**To be done**: Reproduce every one of the records below verbatim, line for line, without any alteration.

Data items:
>> start

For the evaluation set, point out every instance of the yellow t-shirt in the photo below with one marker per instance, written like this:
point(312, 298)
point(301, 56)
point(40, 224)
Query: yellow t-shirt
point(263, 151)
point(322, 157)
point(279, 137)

>> end

**Exercise answer**:
For the evaluation set, point out every instance of the yellow t-shirt in the photo below with one marker per instance, written like this:
point(312, 298)
point(301, 56)
point(40, 224)
Query: yellow t-shirt
point(263, 151)
point(322, 157)
point(279, 137)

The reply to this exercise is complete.